## SOAL LATIHAN A
Sunting catatan di bawah, mulai dari baris pertama catatan dan berakhir pada baris yang memuat "289;159;353;218". Tulis ulang baris-baris itu dengan mengganti "white door" menjadi "wooden door", sisanya biarkan sama.

## TEKS HALAMAN
= = =
REPUBLIKA.CO.ID, Menikah dan hidup berumah tangga bisa menjadi berkah dan rahmat untuk pasangan suami istri. Namun, apa jadinya bila sang suami justru menjadi petaka untuk rumah tangga itu? Itulah yang terjadi bila sang suami ringan tangan dan tidak mau memberikan nafkah lahir dan batin pada istri. Lantas, apa tindakan yang tepat untuk sang istri?
Menurut Ustaz Bachtiar Nasir, rumah tangga bisa menjadi permulaan surga di dunia dan bisa pula menjadi permulaaan neraka bagi pelakunya di dunia. Kedua kondisi tersebut adalah hasil karya pasangan suami istri, bukan semata-mata karena salah satunya dan bukan pula semata-mata karena orang ketiga.
Ustaz Bachtiar menyebutkan, pokok pangkal persoalannya adalah karena dicerabutnya dua fondasi kebahagiaan rumah tangga ‘mawaddah (daya rasa cinta suci kepada pasangan) dan rahmah (daya rasa kasih kepada seisi rumah)’ oleh Allah al-Waduud (QS ar-Rum [30]:21).
Maknanya, hanya Allah yang dapat mengembalikan kedua fondasi tersebut sehingga kebahagiaan rumah tangga kembali lagi. Caranya adalah rida/menerima takdir Allah bahwa musibah yang menimpa rumah tangga saat ini adalah akibat kesalahan kita sendiri bukan karena pasangan semata-mata. Setelah itu bertobatlah dengan beristighfar dan memasrahkan serta memercayakan segala urusan dalam kendali Allah.
= = =
## BAHAN TERSEDIA
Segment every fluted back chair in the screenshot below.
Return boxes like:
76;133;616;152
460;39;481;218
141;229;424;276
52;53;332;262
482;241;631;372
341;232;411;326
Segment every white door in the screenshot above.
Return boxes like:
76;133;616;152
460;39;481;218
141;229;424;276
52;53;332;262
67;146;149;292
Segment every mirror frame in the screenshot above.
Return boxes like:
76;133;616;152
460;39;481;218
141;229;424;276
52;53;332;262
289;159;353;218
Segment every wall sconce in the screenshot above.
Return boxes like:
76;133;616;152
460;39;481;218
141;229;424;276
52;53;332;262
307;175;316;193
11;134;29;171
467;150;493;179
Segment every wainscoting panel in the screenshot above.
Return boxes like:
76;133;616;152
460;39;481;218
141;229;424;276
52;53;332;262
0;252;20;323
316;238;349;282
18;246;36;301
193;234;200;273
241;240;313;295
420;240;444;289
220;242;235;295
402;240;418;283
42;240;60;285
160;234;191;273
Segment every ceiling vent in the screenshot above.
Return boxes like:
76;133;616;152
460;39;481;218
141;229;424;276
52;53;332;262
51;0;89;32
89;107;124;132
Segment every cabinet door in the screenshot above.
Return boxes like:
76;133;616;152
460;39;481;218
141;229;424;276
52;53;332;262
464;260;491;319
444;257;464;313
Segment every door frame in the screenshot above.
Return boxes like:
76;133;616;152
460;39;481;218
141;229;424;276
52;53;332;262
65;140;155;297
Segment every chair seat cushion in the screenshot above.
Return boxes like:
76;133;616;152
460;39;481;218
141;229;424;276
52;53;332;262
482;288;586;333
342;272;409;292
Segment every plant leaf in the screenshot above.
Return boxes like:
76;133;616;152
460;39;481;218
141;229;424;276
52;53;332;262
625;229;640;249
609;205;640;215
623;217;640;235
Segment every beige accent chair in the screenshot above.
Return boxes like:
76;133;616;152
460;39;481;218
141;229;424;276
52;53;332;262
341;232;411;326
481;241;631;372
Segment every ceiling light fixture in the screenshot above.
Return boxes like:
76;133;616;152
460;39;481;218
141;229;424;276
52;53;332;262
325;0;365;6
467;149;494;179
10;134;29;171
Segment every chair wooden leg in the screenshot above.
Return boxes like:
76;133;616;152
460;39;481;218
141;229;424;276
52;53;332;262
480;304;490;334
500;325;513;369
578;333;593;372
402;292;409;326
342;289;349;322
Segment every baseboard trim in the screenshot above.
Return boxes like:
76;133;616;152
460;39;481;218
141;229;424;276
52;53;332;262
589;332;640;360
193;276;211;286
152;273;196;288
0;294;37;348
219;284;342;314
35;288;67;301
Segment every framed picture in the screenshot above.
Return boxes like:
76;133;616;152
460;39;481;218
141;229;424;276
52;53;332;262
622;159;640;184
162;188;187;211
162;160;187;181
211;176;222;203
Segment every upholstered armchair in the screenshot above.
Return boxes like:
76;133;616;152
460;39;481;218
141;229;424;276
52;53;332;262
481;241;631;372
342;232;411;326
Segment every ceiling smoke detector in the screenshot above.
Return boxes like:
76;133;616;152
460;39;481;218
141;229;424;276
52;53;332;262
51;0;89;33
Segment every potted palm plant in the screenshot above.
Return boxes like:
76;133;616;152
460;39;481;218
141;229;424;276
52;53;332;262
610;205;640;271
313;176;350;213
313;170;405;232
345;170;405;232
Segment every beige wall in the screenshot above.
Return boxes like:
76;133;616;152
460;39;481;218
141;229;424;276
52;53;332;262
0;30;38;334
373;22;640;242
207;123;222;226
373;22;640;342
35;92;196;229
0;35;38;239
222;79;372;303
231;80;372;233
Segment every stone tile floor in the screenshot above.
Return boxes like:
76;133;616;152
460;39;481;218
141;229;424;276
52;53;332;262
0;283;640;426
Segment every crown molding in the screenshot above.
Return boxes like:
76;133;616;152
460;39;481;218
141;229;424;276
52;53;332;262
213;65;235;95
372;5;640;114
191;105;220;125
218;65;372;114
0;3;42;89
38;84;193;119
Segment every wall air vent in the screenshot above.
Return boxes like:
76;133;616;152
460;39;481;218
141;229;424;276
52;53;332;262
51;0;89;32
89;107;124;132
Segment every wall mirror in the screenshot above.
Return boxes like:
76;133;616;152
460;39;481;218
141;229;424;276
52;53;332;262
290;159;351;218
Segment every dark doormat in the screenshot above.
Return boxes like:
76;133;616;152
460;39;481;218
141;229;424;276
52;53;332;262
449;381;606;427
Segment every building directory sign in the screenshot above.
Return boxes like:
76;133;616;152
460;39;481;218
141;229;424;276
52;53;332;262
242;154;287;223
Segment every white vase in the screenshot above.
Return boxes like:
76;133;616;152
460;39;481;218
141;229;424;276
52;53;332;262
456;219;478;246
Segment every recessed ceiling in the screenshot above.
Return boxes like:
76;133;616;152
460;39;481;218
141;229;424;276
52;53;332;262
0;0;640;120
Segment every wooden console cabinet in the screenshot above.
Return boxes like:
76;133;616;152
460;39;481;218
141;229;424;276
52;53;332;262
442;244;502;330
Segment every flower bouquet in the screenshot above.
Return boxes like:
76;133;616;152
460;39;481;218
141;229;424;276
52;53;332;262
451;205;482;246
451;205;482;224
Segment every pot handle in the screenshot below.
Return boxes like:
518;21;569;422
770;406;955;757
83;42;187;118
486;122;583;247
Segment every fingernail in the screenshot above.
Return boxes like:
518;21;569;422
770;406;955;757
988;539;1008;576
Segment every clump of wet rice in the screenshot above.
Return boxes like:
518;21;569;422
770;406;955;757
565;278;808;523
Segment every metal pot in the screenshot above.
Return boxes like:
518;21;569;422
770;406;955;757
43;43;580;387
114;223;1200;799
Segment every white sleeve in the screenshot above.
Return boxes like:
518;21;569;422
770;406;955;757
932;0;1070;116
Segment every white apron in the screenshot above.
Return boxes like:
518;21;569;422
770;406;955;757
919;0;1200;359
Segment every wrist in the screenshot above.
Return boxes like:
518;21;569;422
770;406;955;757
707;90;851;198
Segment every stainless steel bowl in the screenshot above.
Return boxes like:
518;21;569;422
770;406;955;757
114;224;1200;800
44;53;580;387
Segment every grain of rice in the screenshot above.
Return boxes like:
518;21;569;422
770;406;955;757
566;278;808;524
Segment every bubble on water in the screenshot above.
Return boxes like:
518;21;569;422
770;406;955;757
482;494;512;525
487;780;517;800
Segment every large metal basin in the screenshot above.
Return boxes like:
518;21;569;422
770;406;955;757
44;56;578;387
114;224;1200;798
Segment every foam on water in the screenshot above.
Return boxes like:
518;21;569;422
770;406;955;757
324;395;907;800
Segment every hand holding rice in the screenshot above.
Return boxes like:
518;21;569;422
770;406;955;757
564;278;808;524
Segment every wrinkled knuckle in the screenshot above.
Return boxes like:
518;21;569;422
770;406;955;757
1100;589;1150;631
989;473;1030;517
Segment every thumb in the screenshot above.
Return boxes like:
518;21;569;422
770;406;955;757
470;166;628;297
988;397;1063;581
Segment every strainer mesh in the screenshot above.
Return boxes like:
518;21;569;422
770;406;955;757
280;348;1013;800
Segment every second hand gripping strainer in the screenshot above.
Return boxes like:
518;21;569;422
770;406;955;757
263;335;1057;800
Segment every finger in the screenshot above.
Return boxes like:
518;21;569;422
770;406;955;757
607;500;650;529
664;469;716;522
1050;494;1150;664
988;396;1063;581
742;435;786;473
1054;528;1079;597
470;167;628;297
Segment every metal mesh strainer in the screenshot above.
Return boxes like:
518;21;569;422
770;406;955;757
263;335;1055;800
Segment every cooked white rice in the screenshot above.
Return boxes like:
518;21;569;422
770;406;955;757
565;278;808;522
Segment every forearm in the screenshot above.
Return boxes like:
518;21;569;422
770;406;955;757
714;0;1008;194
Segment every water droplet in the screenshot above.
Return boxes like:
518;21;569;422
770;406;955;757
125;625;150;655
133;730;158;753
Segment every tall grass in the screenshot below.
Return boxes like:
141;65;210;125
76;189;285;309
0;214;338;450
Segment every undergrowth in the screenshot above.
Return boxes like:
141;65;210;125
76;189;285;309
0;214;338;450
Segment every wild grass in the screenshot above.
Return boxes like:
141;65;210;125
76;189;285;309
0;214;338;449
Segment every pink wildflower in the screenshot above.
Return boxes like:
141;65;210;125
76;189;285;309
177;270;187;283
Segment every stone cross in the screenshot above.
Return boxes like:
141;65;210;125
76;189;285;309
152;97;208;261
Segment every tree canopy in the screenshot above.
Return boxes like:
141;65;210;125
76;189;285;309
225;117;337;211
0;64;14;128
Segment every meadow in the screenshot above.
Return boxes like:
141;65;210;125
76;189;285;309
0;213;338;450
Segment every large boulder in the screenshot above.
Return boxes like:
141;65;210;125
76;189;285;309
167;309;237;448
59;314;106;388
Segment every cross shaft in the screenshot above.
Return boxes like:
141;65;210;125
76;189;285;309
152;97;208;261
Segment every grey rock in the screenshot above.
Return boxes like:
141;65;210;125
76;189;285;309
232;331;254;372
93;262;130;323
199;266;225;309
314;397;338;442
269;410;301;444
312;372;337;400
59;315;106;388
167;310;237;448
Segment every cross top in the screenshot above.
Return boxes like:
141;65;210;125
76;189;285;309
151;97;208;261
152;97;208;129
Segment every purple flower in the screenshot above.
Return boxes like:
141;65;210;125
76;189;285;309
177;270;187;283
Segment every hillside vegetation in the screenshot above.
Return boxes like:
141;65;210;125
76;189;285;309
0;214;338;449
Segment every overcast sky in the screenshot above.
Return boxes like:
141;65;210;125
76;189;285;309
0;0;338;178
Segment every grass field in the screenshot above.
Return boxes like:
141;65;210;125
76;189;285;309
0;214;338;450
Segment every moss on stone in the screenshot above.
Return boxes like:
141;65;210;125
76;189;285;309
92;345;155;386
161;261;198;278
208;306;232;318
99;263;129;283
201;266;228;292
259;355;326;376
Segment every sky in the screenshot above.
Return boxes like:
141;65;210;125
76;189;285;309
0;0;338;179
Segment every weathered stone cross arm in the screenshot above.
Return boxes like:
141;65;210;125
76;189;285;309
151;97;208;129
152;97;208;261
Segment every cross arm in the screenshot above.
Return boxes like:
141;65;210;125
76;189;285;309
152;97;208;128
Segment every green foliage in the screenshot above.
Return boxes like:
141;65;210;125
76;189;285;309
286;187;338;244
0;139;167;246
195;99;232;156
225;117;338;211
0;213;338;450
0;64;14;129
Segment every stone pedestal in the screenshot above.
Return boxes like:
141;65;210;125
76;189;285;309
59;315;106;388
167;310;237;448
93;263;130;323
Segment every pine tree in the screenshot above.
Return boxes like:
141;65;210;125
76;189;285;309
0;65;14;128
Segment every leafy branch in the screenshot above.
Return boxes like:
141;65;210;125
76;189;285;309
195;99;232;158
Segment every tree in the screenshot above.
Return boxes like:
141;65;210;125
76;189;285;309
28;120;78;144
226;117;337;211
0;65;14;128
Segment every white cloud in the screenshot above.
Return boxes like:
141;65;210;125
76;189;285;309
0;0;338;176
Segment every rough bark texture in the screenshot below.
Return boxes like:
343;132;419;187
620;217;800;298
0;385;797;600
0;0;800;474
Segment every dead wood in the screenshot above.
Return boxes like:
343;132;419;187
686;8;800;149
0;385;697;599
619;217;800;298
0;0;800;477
= = =
## SOAL LATIHAN B
Salin persis bagian artikel tentang rumah tangga di atas, mulai dari "Ustaz Bachtiar menyebutkan, pokok" dan berakhir pada "(QS ar-Rum [30]:21).".

## JAWABAN AKHIR A
Segment every fluted back chair in the screenshot below.
Return boxes like:
76;133;616;152
460;39;481;218
141;229;424;276
52;53;332;262
482;241;631;372
341;232;411;326
Segment every wooden door in the screenshot above.
Return boxes like:
76;133;616;152
460;39;481;218
141;229;424;276
52;53;332;262
67;146;149;292
Segment every mirror frame in the screenshot above.
Return boxes like:
76;133;616;152
460;39;481;218
141;229;424;276
52;53;332;262
289;159;353;218

## JAWABAN AKHIR B
Ustaz Bachtiar menyebutkan, pokok pangkal persoalannya adalah karena dicerabutnya dua fondasi kebahagiaan rumah tangga ‘mawaddah (daya rasa cinta suci kepada pasangan) dan rahmah (daya rasa kasih kepada seisi rumah)’ oleh Allah al-Waduud (QS ar-Rum [30]:21).